▶ **TAREFAS**
• a. De acordo com a seleção, por que as candidaturas avulsas podem favorecer sobretudo novas lideranças que querem concorrer ao Legislativo? Responda em até três frases.
• b. Segundo a seleção, quando o STF começa a discutir o tema?

▶ **SELEÇÃO**
────────────────────────────────────────
STF julga possibilidade de candidaturas avulsas nas eleições

O Supremo Tribunal Federal (STF) começa a discutir nesta sexta-feira (30) se novas lideranças políticas poderão concorrer a eleições para cargos nos poderes Executivo e Legislativo sem estarem vinculadas a partidos políticos. Hoje isso não é permitido pela legislação. A norma já atrasou candidaturas e exigiu muito esforço de articulação de figuras conhecidas, como o empresário Pablo Marçal, a ministra Marina Silva e o ex-presidente Jair Bolsonaro.

A aceitação das chamadas candidaturas avulsas é relativamente comum no exterior. Ela pode beneficiar especialmente novas lideranças que almejam concorrer ao Legislativo, mas acabam impedidas por falta de acordo com as lideranças partidárias.
────────────────────────────────────────
▶ **LINHAS DE DADOS**
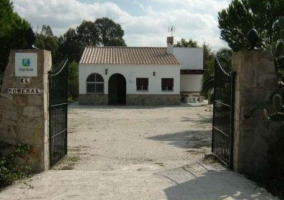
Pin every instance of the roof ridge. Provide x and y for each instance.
(127, 56)
(124, 47)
────────────────────────────────────────
▶ **RESPOSTAS ESPERADAS**
• a. Essas lideranças muitas vezes ficam impedidas de concorrer por falta de acordo com as lideranças partidárias. A candidatura avulsa permitiria disputar a eleição sem vínculo com um partido.

• b. Nesta sexta-feira (30).